**What this task involves**
Nothing but a number is needed: the count of lines below that include "cloud".

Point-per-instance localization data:
▼

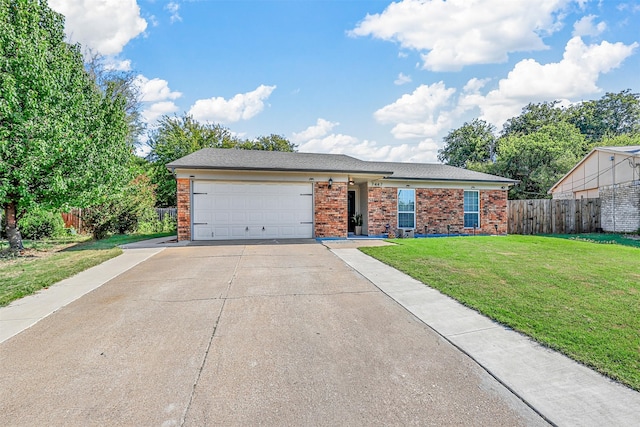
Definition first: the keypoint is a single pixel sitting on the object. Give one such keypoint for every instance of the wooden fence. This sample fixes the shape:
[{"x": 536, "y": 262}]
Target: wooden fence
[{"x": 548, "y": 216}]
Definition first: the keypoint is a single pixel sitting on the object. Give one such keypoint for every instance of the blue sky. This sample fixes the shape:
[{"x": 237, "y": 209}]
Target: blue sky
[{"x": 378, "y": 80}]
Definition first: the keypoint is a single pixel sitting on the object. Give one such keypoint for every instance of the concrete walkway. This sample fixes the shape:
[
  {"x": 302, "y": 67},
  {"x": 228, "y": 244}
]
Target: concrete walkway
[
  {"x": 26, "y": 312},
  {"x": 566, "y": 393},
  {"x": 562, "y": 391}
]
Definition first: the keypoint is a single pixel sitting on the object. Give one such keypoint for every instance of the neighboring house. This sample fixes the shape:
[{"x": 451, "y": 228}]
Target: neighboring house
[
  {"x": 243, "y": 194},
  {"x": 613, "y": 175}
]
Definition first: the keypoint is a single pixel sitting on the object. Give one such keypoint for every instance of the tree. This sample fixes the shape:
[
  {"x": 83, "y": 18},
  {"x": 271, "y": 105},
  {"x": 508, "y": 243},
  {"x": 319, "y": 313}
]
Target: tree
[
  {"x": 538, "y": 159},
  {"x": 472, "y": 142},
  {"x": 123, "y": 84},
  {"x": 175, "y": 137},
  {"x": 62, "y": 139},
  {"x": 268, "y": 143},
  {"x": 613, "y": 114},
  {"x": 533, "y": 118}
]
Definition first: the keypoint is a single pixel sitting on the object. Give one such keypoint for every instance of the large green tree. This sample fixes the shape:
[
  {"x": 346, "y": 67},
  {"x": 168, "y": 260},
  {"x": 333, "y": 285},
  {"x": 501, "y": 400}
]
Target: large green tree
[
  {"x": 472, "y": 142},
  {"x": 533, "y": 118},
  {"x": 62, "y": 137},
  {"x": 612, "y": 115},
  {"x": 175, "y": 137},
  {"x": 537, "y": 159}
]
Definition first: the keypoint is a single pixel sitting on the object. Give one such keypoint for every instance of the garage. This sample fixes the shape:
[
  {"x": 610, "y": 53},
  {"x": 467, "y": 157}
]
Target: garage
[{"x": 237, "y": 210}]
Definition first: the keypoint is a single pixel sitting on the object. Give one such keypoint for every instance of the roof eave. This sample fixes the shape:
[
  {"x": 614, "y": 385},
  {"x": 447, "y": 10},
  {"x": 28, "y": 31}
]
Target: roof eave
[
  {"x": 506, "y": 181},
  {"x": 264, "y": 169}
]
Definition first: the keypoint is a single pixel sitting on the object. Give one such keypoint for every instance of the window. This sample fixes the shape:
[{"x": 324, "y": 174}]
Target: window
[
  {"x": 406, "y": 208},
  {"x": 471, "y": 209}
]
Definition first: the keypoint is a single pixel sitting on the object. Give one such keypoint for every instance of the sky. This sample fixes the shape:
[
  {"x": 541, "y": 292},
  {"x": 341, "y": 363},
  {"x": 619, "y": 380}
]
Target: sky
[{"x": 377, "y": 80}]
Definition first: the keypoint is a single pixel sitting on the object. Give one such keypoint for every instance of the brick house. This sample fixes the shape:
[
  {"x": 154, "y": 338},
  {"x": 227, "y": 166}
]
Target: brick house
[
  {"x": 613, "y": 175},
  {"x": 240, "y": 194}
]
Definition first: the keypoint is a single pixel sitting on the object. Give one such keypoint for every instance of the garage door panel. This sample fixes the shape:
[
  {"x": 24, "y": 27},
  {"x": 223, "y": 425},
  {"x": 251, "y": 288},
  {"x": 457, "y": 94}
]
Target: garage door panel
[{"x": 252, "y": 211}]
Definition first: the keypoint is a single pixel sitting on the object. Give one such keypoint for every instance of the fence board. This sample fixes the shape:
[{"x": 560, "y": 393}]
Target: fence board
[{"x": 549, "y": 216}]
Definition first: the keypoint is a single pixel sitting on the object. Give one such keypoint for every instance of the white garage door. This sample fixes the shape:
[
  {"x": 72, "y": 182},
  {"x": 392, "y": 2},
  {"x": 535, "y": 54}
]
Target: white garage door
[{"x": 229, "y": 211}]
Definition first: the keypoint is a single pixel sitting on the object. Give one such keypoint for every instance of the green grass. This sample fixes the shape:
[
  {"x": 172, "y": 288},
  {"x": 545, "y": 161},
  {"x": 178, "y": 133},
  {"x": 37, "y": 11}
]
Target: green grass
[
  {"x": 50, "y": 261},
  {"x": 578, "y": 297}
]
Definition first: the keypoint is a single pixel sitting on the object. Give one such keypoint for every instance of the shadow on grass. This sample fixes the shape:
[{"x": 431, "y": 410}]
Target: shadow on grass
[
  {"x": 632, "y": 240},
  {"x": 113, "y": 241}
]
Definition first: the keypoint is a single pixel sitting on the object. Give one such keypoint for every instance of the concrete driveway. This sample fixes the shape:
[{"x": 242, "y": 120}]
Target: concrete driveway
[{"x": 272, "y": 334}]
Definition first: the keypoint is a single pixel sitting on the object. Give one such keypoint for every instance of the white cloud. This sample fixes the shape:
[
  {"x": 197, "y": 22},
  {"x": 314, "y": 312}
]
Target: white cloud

▲

**Solution to this task**
2